Location identification entries

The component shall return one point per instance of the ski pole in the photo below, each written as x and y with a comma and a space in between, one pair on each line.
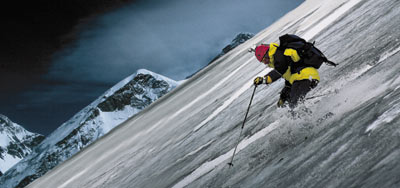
241, 131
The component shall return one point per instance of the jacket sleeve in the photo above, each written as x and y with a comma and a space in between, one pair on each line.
292, 54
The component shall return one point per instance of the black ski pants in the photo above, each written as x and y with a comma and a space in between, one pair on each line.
293, 93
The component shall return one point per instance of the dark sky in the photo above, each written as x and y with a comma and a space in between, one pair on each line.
58, 56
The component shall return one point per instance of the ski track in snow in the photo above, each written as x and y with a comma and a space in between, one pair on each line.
385, 118
210, 90
230, 100
210, 165
330, 19
203, 95
72, 179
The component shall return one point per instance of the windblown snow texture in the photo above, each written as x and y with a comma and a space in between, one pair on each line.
15, 143
119, 103
348, 138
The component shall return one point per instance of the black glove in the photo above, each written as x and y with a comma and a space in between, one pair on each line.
258, 81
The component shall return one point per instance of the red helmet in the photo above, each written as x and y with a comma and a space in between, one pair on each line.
261, 51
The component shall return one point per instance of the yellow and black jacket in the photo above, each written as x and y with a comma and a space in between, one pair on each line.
288, 64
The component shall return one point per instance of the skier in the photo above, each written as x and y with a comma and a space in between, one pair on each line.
299, 77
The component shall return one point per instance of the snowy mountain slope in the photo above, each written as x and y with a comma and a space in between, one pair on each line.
351, 138
119, 103
15, 143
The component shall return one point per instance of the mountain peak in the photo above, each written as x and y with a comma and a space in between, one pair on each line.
122, 101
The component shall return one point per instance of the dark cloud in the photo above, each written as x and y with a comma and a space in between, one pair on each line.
174, 38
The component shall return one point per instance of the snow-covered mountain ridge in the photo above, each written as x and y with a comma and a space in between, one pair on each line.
349, 137
15, 143
116, 105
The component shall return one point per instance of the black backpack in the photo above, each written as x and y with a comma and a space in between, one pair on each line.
307, 51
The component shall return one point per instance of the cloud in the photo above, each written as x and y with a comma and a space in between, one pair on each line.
173, 38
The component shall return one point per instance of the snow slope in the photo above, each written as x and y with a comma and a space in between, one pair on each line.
15, 143
351, 138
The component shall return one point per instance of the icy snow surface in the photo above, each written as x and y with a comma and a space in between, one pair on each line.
346, 138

* [What needs to be done]:
Exclude the images and reproduce the remaining data exactly.

* [Solution]:
The component shall return one point per instance of the ski pole in the photo below, each written as x and y with a comma and a space in between, one pair on each line.
241, 131
The component shall return one point per instance of the jacket sleeve in the photo above, each written as x and y with a comma and a space in between, one pair on each line.
292, 54
The component shall return one point per instance of the black ski pants in the photo above, each written as x and y with a comma and a space in between, one pair on each line.
293, 93
The component shall return one point per instance of the dark sky in the photo above, each written as x and y with a comma and a space in between, one pair on each line.
58, 56
The component shall return one point per instance of the ski track in snow in the photo above, each written as x and y with a comma and a space in between, one pair on each line.
385, 118
210, 90
230, 100
210, 165
330, 19
203, 95
72, 179
The component shall return one point per instance of the windblown snow texture in the photo above, each written as x and y with a comma and a space in between, one pair on each line.
15, 143
119, 103
348, 138
The component shall return one point per instance of the black glove in the photo above, each written as x and y with a comma and a space in between, one pair on each line.
258, 81
The component shall return one point per instance of the red helmet in the photo above, each written as x and y with a comma and a space in between, one pair on each line.
261, 51
The component shall return one point per instance of the yellow and black jacket in the photo above, each written as x and y with a comma and a space in between, one pair on each line.
288, 64
The component shall return one point per instance of the skier in the photo above, each written as x and y with a comma and a space in between, one pair on each line.
299, 77
The component shall return one point per instance of the snowy mountain slope in the photo above, each written as x and y with a comma and a space in between, one pair on each line.
351, 138
119, 103
15, 143
The component shall return one point per instance of the mountain peak in the photo above, each written as x and y with a comma and a space in between, one pair on each line.
122, 101
The component shall return one point per instance of the dark cloud in the photo above, each written as x and y with a comma and a space in between, one pair on each line.
174, 38
The component shall return one point per instance of the snow-covered mountain ridge in the photo above, each written as x and y with a comma and a space in between, one pair on each line.
349, 137
15, 143
116, 105
The component shall return one point per instance of the black backpack in the photo above, each written as x and y with a comma and a space in between, one pair on each line.
307, 51
The component shall return one point per instance of the cloud in the photo above, each written as x and y with a comma and a space in between, one pair on each line.
173, 38
The component shall return one point per instance of the snow slope in the photo above, each written as x and y with a comma and a space in between, one pair on each line.
15, 143
351, 138
The component shall return one point per instance of the icy snow surface in the photo above, each written as x and y with a comma and a space in between, one pair on each line.
346, 138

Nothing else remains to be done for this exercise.